--- Start The input ---

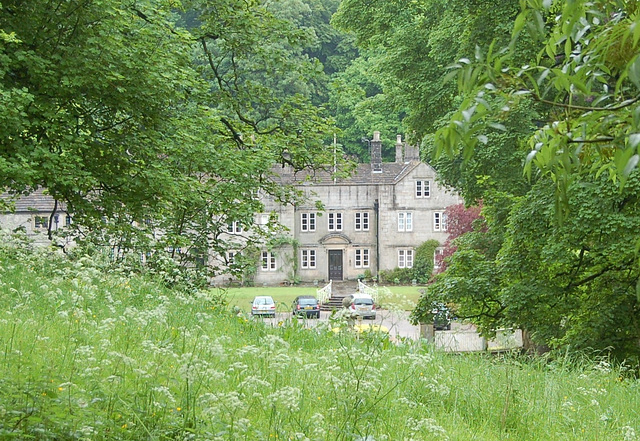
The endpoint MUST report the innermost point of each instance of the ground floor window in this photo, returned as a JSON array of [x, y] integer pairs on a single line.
[[405, 258], [308, 259], [362, 258], [268, 261]]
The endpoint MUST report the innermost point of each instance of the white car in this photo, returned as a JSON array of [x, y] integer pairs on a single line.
[[360, 305], [263, 305]]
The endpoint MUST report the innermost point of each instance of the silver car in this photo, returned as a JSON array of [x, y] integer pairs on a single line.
[[263, 305], [360, 305]]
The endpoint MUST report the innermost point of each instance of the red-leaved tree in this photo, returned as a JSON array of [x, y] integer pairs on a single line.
[[460, 220]]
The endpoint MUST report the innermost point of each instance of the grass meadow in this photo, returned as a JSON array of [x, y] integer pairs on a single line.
[[86, 355]]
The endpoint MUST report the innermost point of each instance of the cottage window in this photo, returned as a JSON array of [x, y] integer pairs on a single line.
[[362, 258], [437, 258], [362, 221], [41, 222], [268, 261], [308, 221], [423, 189], [335, 221], [405, 221], [439, 221], [405, 258], [234, 227], [308, 259]]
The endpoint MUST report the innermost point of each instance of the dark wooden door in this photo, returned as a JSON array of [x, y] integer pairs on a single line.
[[335, 264]]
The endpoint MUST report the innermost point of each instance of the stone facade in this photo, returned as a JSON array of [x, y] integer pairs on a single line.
[[372, 221], [35, 215]]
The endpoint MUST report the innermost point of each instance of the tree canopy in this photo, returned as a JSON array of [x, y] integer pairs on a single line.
[[142, 117]]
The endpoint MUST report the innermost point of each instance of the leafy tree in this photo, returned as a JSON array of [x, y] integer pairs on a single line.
[[585, 75], [361, 107], [424, 261], [141, 126], [460, 220]]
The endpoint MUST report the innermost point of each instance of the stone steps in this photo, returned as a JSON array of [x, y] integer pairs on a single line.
[[339, 290]]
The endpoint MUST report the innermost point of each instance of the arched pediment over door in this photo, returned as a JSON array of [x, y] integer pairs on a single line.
[[335, 239]]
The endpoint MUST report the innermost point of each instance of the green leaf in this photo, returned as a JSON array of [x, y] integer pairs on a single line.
[[634, 71], [631, 165]]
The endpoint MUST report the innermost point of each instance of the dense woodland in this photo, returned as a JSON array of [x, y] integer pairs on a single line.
[[173, 114]]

--- End The input ---

# Given exercise
Reproduce every line of the records above exactly, but leave out the pictures.

# Answer to the exercise
The endpoint MUST report the innermost point of each instance of the ground floor window in this photo, returned as a JSON array of [x, y] integer pairs on a single line.
[[405, 258], [308, 259], [362, 258], [268, 261]]
The endpoint MUST report the innermost point of each instance of the white car in this photo, returned as a JSON array of [x, y] integer pairs on a single line.
[[360, 305], [263, 305]]
The endpoint MUST report the innermost point of each instance of the silver car in this photo, returned as a JSON array of [x, y] integer pairs on a single line.
[[263, 305], [360, 305]]
The endpoint MUST report the innermost point of each instance of the red-leaved tree in this photo, returned as a JSON array of [x, y] integer pairs on a single line.
[[460, 220]]
The endpoint MUST report the innermost point of each instance of the grass meadow in this photo, returned as a JSON array of [x, y] integer pairs on a single line.
[[86, 355]]
The endpoint MUST report the innermost point of each instance of the cottage window in this photo, returned as a JSON array of [x, y] integer pairs on a single line.
[[362, 258], [437, 258], [362, 221], [41, 222], [268, 261], [308, 221], [423, 189], [335, 221], [405, 221], [439, 221], [405, 258], [234, 227], [308, 259]]
The endpoint MUST report the innermost point of each instance of the dark wooden door in this photo, returned as a JSON array of [x, y] integer pairs on a single line.
[[335, 264]]
The endpoint MUST report the innermost point of each instance of the stone facade in this photo, returned as a JSON array of [x, y] integer pairs on a single line.
[[372, 221], [35, 215]]
The endpoint MUST report the innermost point of each instance of the tree canopy in this photo, returned as a JSON array of [x, y] integer pairs on a single line.
[[142, 117]]
The endpoint MUST report the innermost point of each instance of the leafy tree in this photo, returned as a JSON array of [x, y] integer pairs on a single line.
[[585, 75], [361, 107], [424, 261], [141, 126], [460, 220]]
The endpoint MUST report the innermost point of each instance of the stone steps in this photo, returned as a JSON array of [x, y] integer pairs on a single line.
[[339, 290]]
The endpoint MUST report the innermost point of each instance of the arched pediment over door in this photo, returned as a JSON array of [x, y] integer pairs on a single line.
[[335, 239]]
The endpoint MUST report the innermost point of each instance of the green leaf in this photo, returned as a JSON array of [x, y] integer pairs on a single line.
[[634, 71], [631, 165]]
The endpoint MUST report the innermost point of each instance of the dense woodland in this photo, returned as a JSON array of [x, y] integer pairs on a single line.
[[173, 114]]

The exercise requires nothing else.